Reading passage ▸
Xyleborus bispinatus Eichhoff, 1868

Xyleborus bispinatus Eichhoff View in CoL

Description. Faccoli et al. (2016) compared the morphology of X. bispinatus with the other European Xyleborus species based on previous descriptions and photos ( Kirkendall & Jordal 2006; Atkinson et al. 2013). All collected specimens were females ranging between 2.8–3.3 mm in size, and characterized by a flat elytral declivity bearing a pair of large tubercles on interstriae 3 that are closer to the declivity base than apex. Additionally, one to three small tubercules can also present on the declivity ( Figure 1 View FIGURE 1 ; B,G).

Xyleborus bispinatus has similar morphological features to other native European Xyleborus ( Figure 1 View FIGURE 1 ). In addition to the characters given above, this species can be differentiated by its more gradually sloped declivity and a pair of large tubercles on declivital interstriae 3 ( Figure 1 G View FIGURE 1 ) compared to the steeper sloped declivities in the native species which lack large tubercles on declivital interstriae 3 ( Figure 1 F View FIGURE 1 , H-J). In accordance with Faccoli et al. (2016), the presence of the large pair of declivital tubercles may lead to misidentification as X. eurygraphus (Ratzeburg) ( Figure 1 View FIGURE 1 , D, I) or X. monographus (Fabricius) ( Figure 1 View FIGURE 1 , A, F) which are superficially similar in appearance. For example, the pronotum of X. eurygraphus is clearly subtruncate ( Figure 1 View FIGURE 1 , D), and is typically larger in size than X. bispinatus (3.4–4.0 mm). The declivital tubercles of X. eurygraphus are less stout than X. bispinatus , and placed near the elytral suture, on interstria 1 ( Figure 1 View FIGURE 1 , B, D). Xyleborus monographus partially overlaps with X. bispinatus in size (3.0– 3.5 mm), but its declivity is armed with two pairs of conical tubercles on interstria 1 that are arranged in irregular square ( Figure 1 View FIGURE 1 , A). Xyleborus bispinatus could also be misidentified as X. dryographus Ratzeburg ( Figure 1 View FIGURE 1 , C, H), although its declivity is armed only with small granules ( Faccoli 2008), and Xyleborinus saxesenii (Ratzeburg) ( Figure 1 View FIGURE 1 , E, J), which has very different, conical scutellum and much smaller size (2–2.4 mm).

Distribution. Due to the long-standing synonymy with X. ferrugineus (Fabricius) , the precise distribution of X. bispinatus is still unclear ( Kirkendall & Jordal 2006). Xyleborus bispinatus is native to Neotropical and Neosubtropical regions where it co-occurs with X. ferrugineus . Thus, in accordance with Atkinson (2018), some records of X. ferrugineus may actually refer to X. bispinatus . Xyleborus bispinatus was recorded from the northern part of South America to Mexico and in the Eastern coast of the USA, where it was accidentally introduced ( Faccoli et al. 2016; Gomez et al. 2018). Xyleborus bispinatus was initially found in Europe in 2014 attacking Ficus carica on Sicily ( Italy), and five specimens were captured in 2017 in traps in southern France (Nice) ( Faccoli et al. 2016; Barnouin et al. 2020). Our work enlarges the known European distribution of this alien species to the Eastern Iberian Peninsula.

Raw data ▸
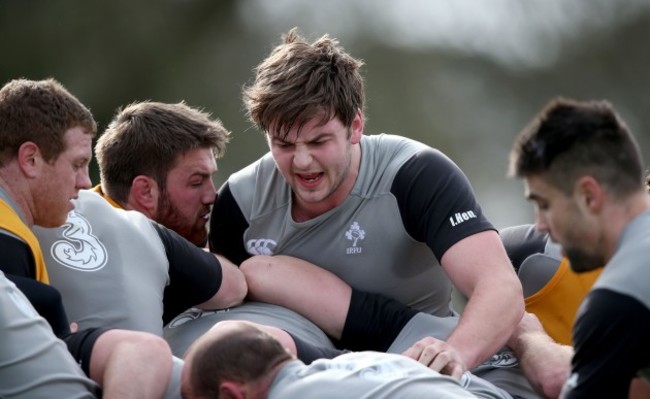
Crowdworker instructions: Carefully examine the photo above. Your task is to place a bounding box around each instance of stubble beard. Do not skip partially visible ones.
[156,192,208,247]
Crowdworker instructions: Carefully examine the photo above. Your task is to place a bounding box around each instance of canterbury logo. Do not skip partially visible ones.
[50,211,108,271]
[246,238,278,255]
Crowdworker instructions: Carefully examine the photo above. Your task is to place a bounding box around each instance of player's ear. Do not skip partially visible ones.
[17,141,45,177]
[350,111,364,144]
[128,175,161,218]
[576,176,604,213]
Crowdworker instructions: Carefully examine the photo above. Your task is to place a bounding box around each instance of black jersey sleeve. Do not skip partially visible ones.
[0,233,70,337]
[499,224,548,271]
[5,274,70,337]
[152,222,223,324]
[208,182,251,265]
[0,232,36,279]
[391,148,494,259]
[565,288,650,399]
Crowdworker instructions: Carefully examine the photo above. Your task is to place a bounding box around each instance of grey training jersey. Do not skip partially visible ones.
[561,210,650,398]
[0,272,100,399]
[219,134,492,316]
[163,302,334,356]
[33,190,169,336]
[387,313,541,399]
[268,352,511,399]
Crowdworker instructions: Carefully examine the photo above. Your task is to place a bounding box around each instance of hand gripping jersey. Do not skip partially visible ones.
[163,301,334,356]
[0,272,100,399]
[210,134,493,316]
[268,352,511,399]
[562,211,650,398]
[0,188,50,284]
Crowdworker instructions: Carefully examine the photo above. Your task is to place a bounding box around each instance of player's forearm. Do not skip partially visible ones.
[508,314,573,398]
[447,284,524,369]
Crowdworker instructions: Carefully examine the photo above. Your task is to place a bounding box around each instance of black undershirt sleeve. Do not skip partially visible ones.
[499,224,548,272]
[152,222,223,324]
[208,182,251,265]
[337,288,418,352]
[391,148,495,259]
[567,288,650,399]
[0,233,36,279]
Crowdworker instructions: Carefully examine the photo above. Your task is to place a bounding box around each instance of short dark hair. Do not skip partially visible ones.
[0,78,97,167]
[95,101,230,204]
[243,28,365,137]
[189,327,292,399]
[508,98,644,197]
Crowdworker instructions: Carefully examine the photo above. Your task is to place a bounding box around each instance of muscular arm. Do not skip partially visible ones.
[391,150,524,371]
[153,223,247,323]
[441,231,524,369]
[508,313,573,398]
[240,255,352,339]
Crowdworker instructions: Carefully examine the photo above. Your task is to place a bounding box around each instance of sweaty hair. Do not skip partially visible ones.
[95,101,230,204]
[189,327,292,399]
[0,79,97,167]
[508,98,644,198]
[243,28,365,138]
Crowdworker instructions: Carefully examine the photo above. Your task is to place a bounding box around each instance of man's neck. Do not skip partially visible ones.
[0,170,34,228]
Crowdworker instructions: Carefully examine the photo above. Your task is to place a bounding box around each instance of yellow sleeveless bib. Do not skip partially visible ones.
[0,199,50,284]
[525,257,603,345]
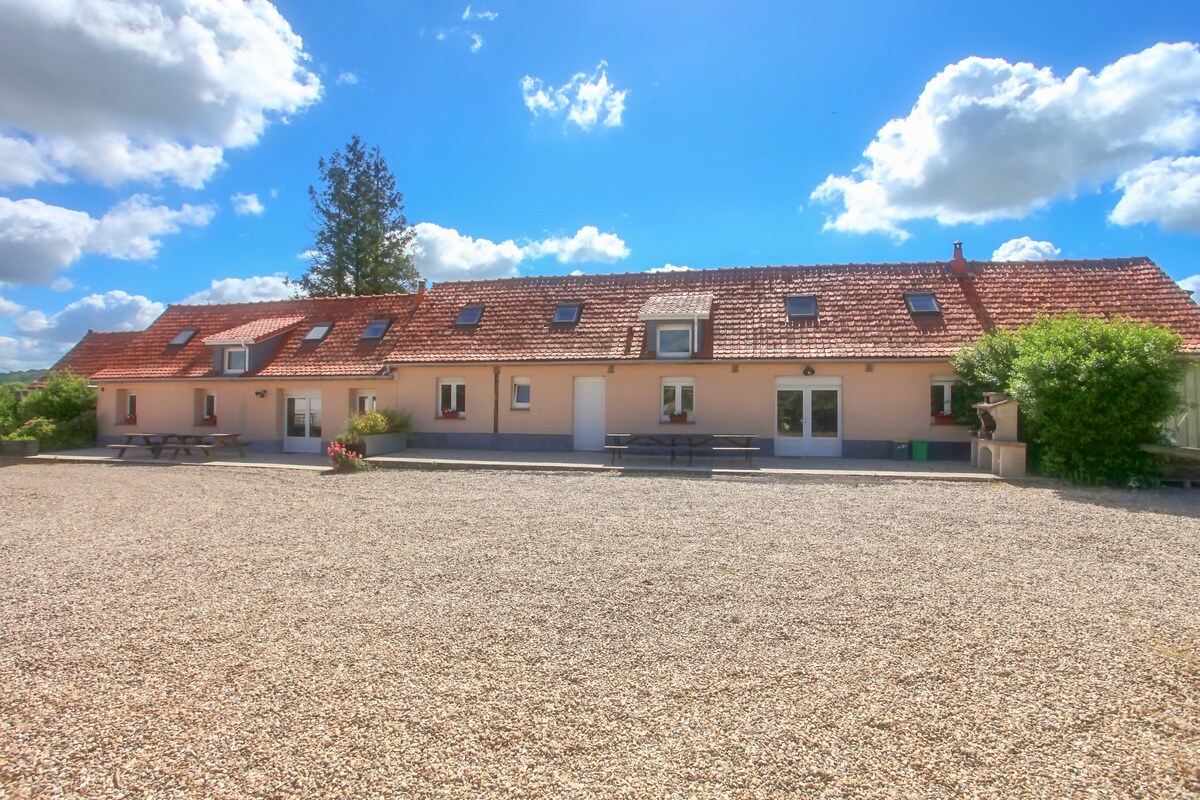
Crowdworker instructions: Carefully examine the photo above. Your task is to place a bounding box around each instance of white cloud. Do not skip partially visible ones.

Problem set ▸
**A.** Answer these questions from the Xyleborus bispinatus passage:
(i) What size range did the collected specimens measure?
(ii) On which interstria are the declivital tubercles of X. eurygraphus placed?
(iii) In what year and on what plant was X. bispinatus first found in Europe?
**B.** Write the paragraph that would follow the last sentence of the Xyleborus bispinatus passage.

Responses by item number ▸
**A.**
(i) 2.8–3.3 mm.
(ii) Interstria 1, near the elytral suture.
(iii) In 2014, on Ficus carica in Sicily.

**B.**
Host plants. As previously discussed, due to the synonymy with X. ferrugineus , only a few host plants are noted precisely for X. bispinatus . Atkinson et al. (2013), Pérez et al. (2015), Faccoli et al. (2016) and Atkinson (2020) recorded attacks on Eschweilera biflava (Lecythidaceae) , Ficus carica (Moraceae) , Hevea brasiliensis (Euphorbiaceae) , Lonchocarpus macrophyllus (Fabaceae) , Persea americana , Persea palustris (Lauraceae) , Quercus spp. (Fagaceae) , Swietenia macrophylla (Meliaceae) and Wodyetia bifurcata (Aracaceae) .

Distribution in the Iberian Peninsula. During two different periods, in 2009 and from 2018 to 2021 ( Table 1 View TABLE 1 ), 410 individuals of X. bispinatus were collected in seven locations of the Eastern Iberian Peninsula. Specimens were collected in traps of four systematic trapping networks: Estaciones de Seguimiento Forestal Permanentte (ESFP), Red de Muestreo Fitosanitario y Forestal en Ecosistema Tipo (MUFFET), trapping network of Life project Saving Mediterranean Forests from Invasions of Xylosandrus beetles and associated pathogenic fungi (SAMFIX), and Red de Alerta Temprana (RAT) and in an experimental trapping set up installed inside a private pomegranate orchard. ESFP and MUFFET are long-term monitoring projects in Mediterranean pine forests ( Gallego 2019; Generalitat Valenciana 2020) which are considered twin trapping networks covering Eastern and Southeastern regions of Spain. They are implemented by the Regional Governments of Murcia and Valencia Regions. Networks are composed of 20 and 15 plots, respectively, provided with data loggers, two band dendrometers and a cross vane trap (Crosstrap, Econex, Spain) baited with a generic lure (Econex, Spain). This lure is composed of a blend of attractants that mimic a stressed tree and are thus attractive to saproxylic beetles ( Faccoli et al. 2020). These specific attractants are made of an ethanol dispenser (ultrahigh release rate of 1.5 g per day at 20 ºC), a dispenser of (–) alpha-pinene (release rate of 30 mg per day at 20) and a dispenser that contains a blend of the conifer bark beetle pheromones ipsdienol, ipsenol, and cis-verbenol (300 mg of each component, with 1.5 mg per day of release rate at 20 ºC). Traps were revised monthly.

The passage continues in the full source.